◆ Selected extract:

On Monday 8 March we celebrate International Women’s Day (IWD). Professor Justine Nolan, Director of the Australian Human Rights Institute at UNSW Sydney, was recently interviewed about why we acknowledge International Women’s Day.
“IWD is driven by the fact that we still need a day focused on highlighting and educating people about women’s rights. In an ideal world, a day devoted to this would not be needed but we are not yet living in that world. The challenge for the legal world right now is to truly embrace flexibility and accountability in the workplace,” Prof. Nolan says.
Commenting on the impact that COVID-19 has had on women, Prof. Nolan says “many of the impacts of the COVID-19 pandemic have been gendered with women assuming greater responsibility for domestic work, while still upholding paid work.”
“The pandemic has forced greater flexibility on workplaces and the legal world needs to embrace such changes where they support rather than inhibit women’s advancement. Sexual harassment and abuse are evident in all workplaces and the legal world is not immune. It needs to be prepared to introduce greater transparency and external accountability to both prevent and redress this problem.”
Prof. Nolan says the true heroes of IWD are not the well-known women heading up large companies or in in government. They are the women on the shop floor. The women picking cotton with children on their back. The women risking their lives in artisanal mines – women who are often working in intolerable conditions.
Prof. Nolan explains that this year’s IWD theme, ‘ChooseToChallenge’, means being willing to exemplify that rare combination of being both fearless and ego-less in the quest for change. She referred to the coup in Myanmar as an example, and how people are out on the streets willing to risk everything to be heard.
“Hundreds of them are female garment workers who have walked off the job to protest and risk both their livelihoods and lives to do so. Much of what we are asked to do is simpler and less risky. To challenge stereotypes in the workplace, to report harassment, to speak out against discrimination – yet it still requires a suspension of fear and sometimes, a willingness to sacrifice self in order to challenge the status quo.”
As to whether men have a role to play to advance women’s rights, Prof. Nolan says it is unfortunately, still the case. Their input is both valuable and useful when they assume the role of authentic collaborators rather than acting in the place of women.
“Men can and should support women but sometimes that means stepping aside or deferring to women to enable them to provide their own perspective, rather than speaking or acting on their behalf.”

◆ Extracted material:
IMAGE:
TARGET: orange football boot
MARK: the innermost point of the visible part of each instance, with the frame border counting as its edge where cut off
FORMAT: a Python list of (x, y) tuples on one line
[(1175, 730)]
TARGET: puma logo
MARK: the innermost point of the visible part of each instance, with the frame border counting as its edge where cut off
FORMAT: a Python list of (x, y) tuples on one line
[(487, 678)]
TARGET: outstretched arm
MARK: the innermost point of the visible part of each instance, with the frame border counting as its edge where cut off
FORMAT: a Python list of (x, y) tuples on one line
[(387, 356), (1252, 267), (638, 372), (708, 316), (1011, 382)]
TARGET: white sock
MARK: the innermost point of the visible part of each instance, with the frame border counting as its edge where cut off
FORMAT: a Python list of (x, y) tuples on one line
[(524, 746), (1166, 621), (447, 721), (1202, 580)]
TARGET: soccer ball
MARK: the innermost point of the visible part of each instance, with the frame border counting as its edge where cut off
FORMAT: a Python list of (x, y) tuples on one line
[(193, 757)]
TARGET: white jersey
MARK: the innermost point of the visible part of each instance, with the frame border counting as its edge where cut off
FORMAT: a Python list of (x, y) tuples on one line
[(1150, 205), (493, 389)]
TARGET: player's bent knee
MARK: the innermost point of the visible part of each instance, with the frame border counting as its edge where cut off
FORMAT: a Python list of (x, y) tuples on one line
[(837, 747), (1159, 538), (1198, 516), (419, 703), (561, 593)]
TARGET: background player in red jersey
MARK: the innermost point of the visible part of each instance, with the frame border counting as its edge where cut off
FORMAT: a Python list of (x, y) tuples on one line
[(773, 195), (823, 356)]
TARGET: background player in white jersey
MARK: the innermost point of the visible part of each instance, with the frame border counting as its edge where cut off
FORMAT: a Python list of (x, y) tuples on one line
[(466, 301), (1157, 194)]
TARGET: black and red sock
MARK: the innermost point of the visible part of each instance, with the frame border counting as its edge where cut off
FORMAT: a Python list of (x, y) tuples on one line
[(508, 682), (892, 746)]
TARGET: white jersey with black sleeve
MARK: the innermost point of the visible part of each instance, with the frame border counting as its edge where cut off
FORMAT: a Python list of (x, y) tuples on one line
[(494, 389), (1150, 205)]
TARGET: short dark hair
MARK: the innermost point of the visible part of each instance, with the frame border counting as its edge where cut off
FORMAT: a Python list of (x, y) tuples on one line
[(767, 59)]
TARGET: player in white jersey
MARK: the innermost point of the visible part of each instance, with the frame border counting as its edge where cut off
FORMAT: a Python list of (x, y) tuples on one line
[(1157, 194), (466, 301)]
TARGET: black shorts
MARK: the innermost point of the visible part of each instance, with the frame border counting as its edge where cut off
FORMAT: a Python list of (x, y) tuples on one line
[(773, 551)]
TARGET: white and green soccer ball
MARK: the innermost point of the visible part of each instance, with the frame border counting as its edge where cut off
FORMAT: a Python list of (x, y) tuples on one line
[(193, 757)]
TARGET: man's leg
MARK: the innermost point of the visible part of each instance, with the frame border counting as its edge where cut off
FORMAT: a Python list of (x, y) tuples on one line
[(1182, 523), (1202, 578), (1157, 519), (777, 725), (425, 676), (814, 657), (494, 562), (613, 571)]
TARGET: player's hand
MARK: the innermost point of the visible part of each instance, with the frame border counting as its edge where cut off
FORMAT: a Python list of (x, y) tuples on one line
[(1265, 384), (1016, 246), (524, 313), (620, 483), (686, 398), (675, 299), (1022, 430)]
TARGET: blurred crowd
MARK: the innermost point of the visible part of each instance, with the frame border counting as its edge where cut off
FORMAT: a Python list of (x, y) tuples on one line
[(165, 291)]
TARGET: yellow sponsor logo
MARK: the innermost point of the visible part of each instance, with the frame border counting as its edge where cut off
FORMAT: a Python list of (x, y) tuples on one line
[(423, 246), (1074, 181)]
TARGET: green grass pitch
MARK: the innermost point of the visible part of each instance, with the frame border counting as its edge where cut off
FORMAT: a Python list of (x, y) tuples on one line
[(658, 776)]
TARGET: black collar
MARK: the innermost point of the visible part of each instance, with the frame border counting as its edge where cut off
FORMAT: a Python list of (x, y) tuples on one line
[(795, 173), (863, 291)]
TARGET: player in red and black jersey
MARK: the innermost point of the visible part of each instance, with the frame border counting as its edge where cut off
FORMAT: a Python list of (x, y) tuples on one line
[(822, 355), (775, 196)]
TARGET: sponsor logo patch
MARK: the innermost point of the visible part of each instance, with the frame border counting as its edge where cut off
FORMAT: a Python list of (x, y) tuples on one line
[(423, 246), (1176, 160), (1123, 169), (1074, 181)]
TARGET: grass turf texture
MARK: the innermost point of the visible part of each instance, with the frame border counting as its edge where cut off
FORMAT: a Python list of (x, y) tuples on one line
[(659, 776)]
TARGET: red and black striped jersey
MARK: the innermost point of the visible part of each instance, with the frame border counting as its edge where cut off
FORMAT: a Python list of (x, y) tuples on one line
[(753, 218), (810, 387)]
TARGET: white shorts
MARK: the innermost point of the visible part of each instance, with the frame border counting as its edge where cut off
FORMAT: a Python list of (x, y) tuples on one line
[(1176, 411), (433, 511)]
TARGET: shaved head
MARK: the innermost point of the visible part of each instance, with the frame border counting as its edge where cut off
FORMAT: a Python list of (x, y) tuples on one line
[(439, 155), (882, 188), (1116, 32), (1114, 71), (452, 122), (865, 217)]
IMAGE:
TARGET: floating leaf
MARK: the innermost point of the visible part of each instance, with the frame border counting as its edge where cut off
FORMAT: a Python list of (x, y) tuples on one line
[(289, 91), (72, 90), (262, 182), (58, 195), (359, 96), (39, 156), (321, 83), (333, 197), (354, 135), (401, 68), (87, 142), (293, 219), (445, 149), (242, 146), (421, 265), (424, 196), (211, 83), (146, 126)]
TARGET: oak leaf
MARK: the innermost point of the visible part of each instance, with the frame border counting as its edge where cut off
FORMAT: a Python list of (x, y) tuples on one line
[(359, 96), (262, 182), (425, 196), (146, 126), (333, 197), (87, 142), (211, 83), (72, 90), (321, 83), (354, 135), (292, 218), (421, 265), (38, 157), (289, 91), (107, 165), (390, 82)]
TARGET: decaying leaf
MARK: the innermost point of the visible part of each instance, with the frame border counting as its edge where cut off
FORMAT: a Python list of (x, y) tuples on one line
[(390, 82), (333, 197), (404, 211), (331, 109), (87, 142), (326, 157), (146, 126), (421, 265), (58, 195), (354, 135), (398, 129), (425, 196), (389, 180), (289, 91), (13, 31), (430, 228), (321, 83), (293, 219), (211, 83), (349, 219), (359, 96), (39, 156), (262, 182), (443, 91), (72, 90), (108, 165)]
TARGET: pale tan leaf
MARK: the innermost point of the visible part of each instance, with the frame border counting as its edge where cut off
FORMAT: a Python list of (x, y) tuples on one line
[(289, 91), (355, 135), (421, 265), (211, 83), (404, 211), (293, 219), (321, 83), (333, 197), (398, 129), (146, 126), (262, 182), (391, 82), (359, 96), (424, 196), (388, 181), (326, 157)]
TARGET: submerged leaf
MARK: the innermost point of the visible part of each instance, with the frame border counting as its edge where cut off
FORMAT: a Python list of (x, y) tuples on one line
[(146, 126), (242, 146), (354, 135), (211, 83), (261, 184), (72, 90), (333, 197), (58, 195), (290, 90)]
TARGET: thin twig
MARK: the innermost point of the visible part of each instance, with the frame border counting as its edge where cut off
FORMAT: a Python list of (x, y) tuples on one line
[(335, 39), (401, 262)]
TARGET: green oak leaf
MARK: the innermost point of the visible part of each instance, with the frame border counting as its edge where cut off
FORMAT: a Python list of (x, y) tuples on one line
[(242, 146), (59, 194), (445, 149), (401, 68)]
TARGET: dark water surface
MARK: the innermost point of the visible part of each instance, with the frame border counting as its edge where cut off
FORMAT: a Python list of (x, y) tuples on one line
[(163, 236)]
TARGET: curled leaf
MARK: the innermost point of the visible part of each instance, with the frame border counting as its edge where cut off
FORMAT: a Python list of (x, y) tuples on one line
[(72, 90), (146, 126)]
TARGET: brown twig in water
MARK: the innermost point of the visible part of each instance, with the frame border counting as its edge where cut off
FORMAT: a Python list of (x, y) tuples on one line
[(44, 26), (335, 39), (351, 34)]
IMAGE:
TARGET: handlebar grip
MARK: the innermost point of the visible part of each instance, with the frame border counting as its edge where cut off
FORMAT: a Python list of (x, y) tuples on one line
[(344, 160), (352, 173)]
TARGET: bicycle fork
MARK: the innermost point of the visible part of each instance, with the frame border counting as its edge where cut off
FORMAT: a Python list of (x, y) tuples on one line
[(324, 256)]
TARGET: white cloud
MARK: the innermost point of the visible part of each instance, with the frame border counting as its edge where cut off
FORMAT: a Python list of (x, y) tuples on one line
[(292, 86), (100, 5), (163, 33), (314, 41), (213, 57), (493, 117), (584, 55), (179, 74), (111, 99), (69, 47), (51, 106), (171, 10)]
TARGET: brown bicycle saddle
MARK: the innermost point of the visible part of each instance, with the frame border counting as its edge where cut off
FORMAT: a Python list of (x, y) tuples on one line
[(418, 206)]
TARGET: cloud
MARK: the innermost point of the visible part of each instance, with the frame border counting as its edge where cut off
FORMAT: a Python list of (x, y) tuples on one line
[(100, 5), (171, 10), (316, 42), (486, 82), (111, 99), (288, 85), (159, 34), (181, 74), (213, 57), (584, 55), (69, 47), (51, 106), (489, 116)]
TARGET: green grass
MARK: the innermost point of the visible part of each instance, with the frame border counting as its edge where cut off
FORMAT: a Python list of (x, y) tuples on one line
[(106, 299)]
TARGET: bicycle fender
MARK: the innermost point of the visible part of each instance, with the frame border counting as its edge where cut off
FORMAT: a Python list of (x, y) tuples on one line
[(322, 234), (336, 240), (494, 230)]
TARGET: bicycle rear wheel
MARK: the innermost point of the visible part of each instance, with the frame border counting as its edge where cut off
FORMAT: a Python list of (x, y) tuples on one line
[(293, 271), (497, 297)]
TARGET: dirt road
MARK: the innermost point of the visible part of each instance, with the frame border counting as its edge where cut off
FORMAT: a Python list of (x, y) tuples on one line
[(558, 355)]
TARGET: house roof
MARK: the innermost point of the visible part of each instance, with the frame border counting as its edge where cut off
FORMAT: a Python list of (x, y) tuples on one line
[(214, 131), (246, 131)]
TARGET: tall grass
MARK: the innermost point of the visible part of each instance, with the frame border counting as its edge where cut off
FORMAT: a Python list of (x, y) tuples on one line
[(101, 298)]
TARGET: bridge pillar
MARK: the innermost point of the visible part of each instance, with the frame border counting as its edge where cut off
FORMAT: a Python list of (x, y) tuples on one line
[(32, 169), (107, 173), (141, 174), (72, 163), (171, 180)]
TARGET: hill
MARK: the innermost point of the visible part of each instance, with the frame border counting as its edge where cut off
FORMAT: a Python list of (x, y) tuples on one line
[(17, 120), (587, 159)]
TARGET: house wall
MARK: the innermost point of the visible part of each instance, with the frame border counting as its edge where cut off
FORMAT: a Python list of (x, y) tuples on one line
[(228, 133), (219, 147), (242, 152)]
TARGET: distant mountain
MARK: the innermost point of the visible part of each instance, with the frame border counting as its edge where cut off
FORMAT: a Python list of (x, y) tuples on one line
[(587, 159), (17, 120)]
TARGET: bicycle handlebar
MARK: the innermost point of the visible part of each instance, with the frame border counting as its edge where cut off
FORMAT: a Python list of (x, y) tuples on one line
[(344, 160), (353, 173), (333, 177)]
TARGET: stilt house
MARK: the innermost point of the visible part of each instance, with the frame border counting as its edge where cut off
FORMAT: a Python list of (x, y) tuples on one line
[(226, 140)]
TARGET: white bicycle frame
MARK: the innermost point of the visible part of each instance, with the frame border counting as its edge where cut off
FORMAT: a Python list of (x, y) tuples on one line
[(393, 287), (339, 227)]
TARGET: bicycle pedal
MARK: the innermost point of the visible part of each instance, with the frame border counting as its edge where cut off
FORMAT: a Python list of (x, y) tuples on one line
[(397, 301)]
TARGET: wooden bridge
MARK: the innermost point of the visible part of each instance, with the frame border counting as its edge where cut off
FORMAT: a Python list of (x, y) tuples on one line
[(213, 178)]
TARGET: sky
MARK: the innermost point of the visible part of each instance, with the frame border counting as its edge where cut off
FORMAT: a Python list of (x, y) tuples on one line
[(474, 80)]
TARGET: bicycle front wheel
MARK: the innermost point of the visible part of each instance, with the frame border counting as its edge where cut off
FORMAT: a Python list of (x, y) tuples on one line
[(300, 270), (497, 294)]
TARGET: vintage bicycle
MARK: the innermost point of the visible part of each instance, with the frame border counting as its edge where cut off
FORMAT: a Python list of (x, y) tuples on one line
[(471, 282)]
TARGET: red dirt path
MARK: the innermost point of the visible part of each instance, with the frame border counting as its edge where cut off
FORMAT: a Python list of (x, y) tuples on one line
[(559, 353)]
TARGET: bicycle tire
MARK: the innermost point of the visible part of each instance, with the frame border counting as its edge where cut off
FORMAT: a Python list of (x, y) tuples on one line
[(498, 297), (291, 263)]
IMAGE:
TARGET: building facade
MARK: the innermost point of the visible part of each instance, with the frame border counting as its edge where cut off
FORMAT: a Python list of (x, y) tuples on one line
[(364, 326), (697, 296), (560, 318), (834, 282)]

◆ Aim of the task: From the International Women's Day piece, list the groups of women Prof. Nolan names as the true heroes of IWD.

◆ Solution to the problem:
- The women on the shop floor
- The women picking cotton with children on their back
- The women risking their lives in artisanal mines